[WHAT YOU ARE ASKED TO DO]:
Copy out everything from the line containing "of the index" down to the end of the listing below, requests included, rescaling each answer coordinate by 0.2 and rounding to whole numbers, with halves rounded up. Leave the sample coordinates inside the requests unchanged.

= = = = = = =

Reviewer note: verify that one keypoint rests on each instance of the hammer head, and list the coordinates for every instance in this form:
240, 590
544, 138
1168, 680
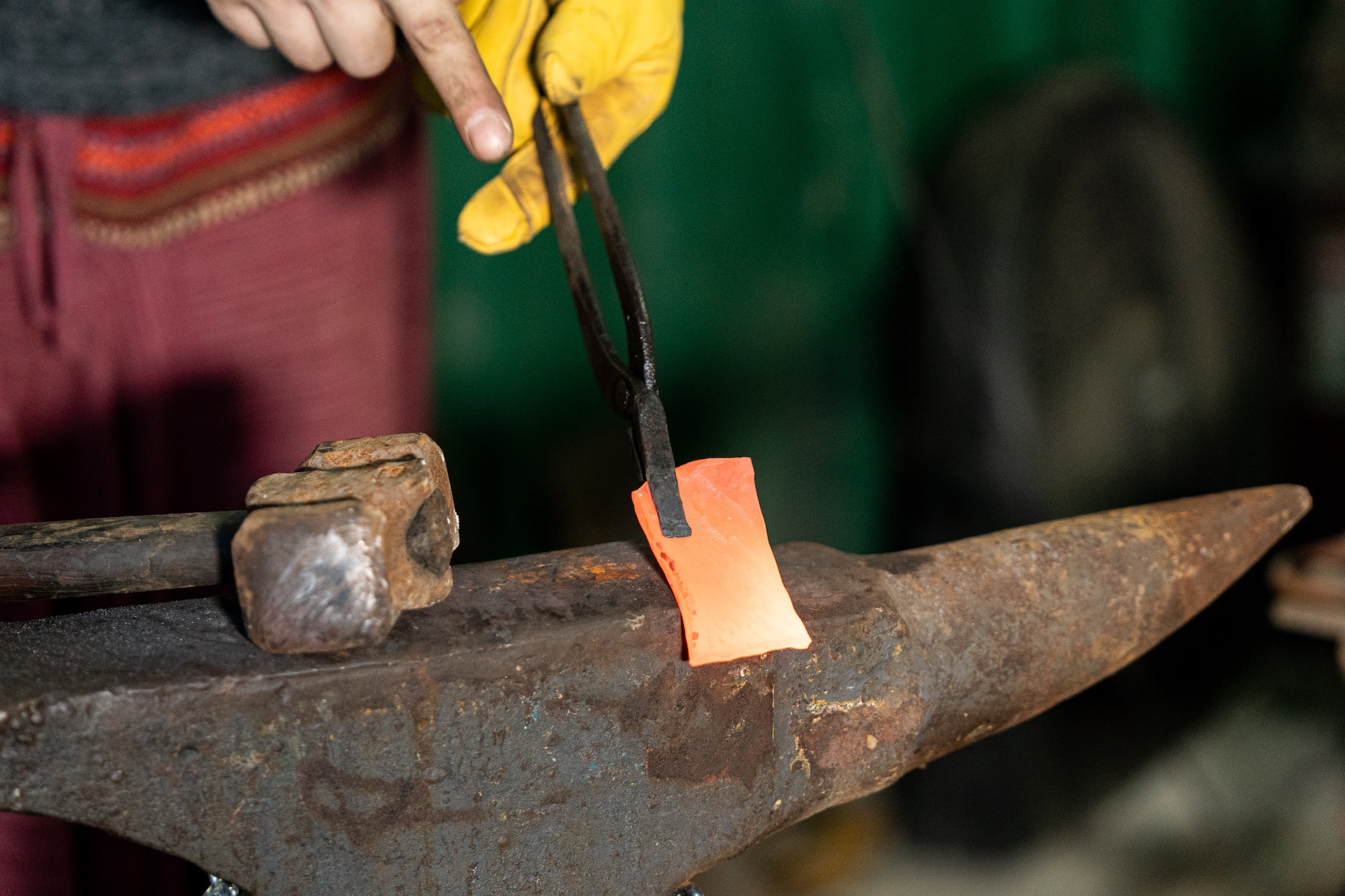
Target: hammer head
333, 553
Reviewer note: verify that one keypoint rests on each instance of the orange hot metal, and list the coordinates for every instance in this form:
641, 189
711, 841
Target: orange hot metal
724, 575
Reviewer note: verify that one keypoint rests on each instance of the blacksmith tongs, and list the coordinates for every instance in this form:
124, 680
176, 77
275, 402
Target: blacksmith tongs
629, 389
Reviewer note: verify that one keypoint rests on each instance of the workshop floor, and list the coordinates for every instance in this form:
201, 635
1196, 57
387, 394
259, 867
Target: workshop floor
1252, 802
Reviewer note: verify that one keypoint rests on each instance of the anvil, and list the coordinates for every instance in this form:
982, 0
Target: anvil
540, 731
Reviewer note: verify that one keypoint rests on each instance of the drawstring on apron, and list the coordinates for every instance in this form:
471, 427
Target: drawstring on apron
45, 240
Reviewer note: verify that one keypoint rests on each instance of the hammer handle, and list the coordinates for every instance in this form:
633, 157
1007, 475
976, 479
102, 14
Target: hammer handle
116, 555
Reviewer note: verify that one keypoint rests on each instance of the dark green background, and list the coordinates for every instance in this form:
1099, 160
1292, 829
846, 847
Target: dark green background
766, 213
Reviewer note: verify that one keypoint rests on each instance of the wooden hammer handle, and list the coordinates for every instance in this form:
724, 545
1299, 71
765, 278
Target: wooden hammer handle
116, 555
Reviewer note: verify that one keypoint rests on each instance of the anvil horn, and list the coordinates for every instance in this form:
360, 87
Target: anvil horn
540, 731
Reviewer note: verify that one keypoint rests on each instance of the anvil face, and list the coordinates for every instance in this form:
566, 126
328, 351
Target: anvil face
541, 732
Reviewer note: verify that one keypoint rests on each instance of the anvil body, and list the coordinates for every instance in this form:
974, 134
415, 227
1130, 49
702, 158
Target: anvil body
540, 731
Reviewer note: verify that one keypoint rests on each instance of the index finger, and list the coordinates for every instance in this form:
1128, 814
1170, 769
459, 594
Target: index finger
446, 50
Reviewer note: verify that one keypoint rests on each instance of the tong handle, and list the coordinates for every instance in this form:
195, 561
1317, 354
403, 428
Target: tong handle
631, 391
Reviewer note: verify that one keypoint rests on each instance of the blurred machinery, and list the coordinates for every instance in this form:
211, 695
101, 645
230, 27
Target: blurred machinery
1090, 333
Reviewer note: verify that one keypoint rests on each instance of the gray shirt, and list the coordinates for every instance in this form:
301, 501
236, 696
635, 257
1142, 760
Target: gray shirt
119, 57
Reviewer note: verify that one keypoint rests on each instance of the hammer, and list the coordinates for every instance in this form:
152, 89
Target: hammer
325, 557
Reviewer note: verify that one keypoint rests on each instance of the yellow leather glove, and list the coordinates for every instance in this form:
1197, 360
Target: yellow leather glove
619, 58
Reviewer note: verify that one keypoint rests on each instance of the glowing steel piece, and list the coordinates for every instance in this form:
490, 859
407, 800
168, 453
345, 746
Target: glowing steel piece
724, 575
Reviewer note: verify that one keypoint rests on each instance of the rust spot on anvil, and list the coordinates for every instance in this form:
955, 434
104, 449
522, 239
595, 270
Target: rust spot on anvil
578, 569
715, 724
367, 809
860, 736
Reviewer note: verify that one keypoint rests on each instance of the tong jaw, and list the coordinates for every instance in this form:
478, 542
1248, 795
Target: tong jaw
630, 389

= = = = = = =

[OUTPUT OF THE EXERCISE]:
Reviewer note: verify that one keypoint rests on each instance of the index finger, and list the coordinates for every instance in this form:
1128, 814
1170, 769
459, 594
Target: index finger
89, 10
Reviewer note: verify that one keypoint rests on each instance of the tong handle, and list the coordinates for every instance in this form:
195, 561
1317, 354
403, 428
Target: tong handle
126, 78
Reviewer note: verify that one keypoint rests on each instance of the blurred machinery, and list the coordinates for every instance in this form:
211, 695
101, 645
230, 27
Target: blurred machinery
218, 67
Reviewer note: verify that one keypoint rests on each instance of the gray shirt, and list the coordinates for every instance in this form:
301, 501
236, 696
635, 257
1142, 760
Target: gray shirt
24, 11
Reviewer note: verify that one keypoint rests on each instance of the hammer, and list the coordinates for every instance in this form:
152, 89
Target: hammer
65, 111
Reviewer note: verify that one keypoint rests on each instance of the yellow leather glove, and list the coordinates for every instance in this form:
1197, 360
Target: yellow leather glove
124, 12
Reviewer note: verify that one keypoint rests on each instance of the glowing steel piece, and list the coordinates for every instance in this form:
490, 859
407, 800
168, 453
345, 746
Target: glowing steel piece
145, 115
Reviewer note: verify that one keypoint rests on each instance of the rust spot on anvil, and list the coordinates for every instance in this form:
955, 434
104, 449
522, 239
595, 270
Target: rust spot on anvil
116, 114
143, 145
73, 162
172, 147
Reviewer note: verify that one keypoint rests on each instance of the tong jaw, and list the coordinates for every instance in this form:
478, 542
1248, 795
Target: tong jaw
126, 78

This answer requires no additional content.